*Reading passage:*
···
The gloom that has hovered over the London Stock Exchange (LSE) since the start of 2022 seems to have lifted a little after the IPOs of challenger lender Shawbook and Italian tinned food carve-out Princes Group. In a new world where companies desperately need to fund AI-focused tech investments driving growth amid choppy and changeable economic waters, London’s track record of shareholder support should provide some public markets pull.

The pricing of these two mid-cap IPOs, alongside the listing of Beauty Tech Group earlier in October, and the dual listing of Fermi America on the LSE in September, has lifted London to a four-year IPO volume high.

This provides a fantastic backdrop for the 2026 IPO pipeline, led by HG-Capital backed Visma, kindling hope for sunnier days ahead.

Depression around London has frankly been overdone for some time – while UK IPO volumes have dwindled in recent times, it is far from alone among European bourses.
···
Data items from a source
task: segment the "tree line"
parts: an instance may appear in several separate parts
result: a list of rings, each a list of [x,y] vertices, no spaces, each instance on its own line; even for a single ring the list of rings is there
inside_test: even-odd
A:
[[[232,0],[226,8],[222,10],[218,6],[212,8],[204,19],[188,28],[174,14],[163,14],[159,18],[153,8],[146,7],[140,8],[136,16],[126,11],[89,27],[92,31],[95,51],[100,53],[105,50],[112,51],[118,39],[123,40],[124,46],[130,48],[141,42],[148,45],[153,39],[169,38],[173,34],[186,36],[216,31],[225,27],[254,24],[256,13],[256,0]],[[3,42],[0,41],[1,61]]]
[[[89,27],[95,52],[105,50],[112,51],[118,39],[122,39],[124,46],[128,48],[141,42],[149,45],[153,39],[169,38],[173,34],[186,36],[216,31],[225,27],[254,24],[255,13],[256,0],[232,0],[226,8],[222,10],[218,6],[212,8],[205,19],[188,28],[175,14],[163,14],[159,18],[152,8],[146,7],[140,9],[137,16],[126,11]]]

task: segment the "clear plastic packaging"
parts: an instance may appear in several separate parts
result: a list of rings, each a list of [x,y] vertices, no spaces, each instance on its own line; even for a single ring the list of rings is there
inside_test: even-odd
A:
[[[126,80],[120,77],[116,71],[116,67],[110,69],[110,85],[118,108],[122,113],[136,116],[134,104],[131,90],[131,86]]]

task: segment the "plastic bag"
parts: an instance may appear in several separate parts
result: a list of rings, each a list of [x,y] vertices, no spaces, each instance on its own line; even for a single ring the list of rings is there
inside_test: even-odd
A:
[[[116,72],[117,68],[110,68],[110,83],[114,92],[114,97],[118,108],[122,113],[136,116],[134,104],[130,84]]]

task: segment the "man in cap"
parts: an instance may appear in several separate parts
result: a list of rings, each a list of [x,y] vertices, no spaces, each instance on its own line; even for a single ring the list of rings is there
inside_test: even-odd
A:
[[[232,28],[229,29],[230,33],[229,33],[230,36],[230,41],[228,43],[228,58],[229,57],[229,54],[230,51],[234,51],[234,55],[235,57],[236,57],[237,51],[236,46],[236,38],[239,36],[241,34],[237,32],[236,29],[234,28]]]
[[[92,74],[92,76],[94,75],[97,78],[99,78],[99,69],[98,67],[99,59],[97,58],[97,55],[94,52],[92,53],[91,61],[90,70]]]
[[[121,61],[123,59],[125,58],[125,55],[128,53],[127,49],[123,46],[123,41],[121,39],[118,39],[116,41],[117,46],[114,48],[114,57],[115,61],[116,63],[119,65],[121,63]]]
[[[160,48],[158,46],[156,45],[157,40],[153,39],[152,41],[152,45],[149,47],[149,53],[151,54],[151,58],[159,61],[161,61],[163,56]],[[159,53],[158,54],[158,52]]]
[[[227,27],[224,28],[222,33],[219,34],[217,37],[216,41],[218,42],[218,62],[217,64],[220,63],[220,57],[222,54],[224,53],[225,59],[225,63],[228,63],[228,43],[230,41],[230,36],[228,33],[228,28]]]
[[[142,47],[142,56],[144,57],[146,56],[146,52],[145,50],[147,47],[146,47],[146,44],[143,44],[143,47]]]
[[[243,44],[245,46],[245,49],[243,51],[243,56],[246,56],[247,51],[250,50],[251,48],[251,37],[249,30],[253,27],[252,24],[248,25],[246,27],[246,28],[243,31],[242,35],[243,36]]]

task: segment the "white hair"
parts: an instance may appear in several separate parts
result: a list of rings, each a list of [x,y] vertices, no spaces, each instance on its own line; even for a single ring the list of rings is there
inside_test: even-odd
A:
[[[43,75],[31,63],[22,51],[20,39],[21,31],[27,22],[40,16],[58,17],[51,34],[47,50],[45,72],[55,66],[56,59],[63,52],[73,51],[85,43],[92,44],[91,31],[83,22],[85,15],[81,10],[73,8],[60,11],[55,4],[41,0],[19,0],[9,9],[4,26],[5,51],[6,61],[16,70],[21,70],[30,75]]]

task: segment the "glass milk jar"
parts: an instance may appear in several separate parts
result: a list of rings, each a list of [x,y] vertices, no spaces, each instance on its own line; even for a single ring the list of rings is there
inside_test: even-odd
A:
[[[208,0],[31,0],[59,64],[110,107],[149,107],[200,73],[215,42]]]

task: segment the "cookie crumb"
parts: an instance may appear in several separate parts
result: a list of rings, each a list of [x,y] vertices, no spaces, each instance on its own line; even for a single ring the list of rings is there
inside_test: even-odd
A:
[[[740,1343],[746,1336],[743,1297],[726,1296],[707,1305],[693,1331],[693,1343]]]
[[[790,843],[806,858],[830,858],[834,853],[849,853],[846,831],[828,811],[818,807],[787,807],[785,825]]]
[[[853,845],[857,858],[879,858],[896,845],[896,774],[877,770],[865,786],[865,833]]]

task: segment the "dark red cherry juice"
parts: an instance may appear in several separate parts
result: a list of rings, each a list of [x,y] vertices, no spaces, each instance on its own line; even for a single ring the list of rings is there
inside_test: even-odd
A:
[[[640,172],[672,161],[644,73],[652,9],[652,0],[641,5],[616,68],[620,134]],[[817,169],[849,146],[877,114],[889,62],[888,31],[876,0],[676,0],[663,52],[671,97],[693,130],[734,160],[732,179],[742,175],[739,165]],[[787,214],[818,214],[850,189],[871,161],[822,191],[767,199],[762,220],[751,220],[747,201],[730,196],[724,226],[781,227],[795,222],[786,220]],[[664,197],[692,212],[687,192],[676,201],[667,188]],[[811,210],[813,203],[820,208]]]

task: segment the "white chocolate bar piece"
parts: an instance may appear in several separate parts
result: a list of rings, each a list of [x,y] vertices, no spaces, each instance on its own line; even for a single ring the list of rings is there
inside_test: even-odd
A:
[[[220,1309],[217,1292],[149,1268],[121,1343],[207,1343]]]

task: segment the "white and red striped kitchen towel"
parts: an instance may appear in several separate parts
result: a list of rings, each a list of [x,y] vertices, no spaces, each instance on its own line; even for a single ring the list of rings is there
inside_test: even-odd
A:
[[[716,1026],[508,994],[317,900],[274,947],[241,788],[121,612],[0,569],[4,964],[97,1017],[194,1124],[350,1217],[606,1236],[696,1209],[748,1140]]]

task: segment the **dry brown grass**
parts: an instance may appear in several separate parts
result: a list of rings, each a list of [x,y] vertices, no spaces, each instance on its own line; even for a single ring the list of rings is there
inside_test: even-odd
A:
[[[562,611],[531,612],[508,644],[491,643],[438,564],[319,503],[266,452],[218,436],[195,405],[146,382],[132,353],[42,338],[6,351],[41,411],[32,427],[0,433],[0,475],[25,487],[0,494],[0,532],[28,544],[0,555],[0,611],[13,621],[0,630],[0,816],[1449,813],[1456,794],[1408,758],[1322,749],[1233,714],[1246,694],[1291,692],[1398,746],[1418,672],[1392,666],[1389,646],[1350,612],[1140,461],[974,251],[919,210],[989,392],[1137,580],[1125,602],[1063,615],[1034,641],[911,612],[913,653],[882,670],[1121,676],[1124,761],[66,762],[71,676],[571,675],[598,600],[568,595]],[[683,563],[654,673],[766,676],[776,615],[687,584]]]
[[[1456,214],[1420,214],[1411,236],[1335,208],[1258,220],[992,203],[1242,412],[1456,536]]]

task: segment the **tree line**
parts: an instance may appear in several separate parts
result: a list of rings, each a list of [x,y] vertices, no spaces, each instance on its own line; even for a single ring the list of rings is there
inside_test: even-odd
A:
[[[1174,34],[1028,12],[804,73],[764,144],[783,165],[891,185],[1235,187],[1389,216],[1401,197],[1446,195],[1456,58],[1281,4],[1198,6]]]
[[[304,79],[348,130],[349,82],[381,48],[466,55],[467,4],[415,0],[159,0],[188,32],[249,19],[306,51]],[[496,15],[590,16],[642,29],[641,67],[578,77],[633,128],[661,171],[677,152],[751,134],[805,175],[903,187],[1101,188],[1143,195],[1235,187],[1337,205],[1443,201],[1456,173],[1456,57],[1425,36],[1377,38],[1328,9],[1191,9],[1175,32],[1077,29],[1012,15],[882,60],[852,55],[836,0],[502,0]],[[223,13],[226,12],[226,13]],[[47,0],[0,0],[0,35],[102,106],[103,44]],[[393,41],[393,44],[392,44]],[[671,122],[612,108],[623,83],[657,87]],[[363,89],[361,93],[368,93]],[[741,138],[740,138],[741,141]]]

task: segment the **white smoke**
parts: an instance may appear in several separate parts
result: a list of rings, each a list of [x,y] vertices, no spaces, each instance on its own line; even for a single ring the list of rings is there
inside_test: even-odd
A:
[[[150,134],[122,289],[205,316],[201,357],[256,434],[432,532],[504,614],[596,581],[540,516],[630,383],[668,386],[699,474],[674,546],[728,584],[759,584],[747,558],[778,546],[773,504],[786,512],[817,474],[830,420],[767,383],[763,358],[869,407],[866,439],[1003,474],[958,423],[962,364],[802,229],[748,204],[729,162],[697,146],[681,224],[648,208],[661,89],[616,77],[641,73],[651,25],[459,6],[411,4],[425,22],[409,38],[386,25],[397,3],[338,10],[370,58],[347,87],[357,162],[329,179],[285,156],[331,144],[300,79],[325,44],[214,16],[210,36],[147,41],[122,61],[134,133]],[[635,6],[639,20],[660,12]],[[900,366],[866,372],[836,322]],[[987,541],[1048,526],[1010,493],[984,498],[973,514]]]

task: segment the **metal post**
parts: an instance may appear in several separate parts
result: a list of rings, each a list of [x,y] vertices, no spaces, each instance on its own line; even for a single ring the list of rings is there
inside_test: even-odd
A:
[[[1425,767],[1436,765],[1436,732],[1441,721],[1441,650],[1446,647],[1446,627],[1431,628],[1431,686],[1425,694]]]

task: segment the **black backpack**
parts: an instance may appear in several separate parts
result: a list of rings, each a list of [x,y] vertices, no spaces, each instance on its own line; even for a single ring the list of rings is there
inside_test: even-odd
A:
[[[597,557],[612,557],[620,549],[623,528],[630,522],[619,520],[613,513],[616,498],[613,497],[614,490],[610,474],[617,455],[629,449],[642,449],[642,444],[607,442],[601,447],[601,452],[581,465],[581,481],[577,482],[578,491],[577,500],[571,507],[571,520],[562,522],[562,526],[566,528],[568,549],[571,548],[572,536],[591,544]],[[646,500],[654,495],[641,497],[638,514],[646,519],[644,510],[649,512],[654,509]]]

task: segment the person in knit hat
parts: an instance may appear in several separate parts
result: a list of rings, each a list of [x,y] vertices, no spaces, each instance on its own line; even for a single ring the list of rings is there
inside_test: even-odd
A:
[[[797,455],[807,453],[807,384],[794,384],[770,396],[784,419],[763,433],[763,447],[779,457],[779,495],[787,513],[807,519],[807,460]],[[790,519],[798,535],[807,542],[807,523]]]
···
*Task brief:* Translate this sentence from the passage on London IPOs into Spanish: "Depression around London has frankly been overdone for some time – while UK IPO volumes have dwindled in recent times, it is far from alone among European bourses." The data above is separate material that is not part of the passage on London IPOs.

*Output of the task:* El abatimiento en torno a Londres, francamente, lleva tiempo siendo exagerado: aunque los volúmenes de OPV en el Reino Unido han disminuido en los últimos tiempos, está lejos de ser un caso aislado entre las bolsas europeas.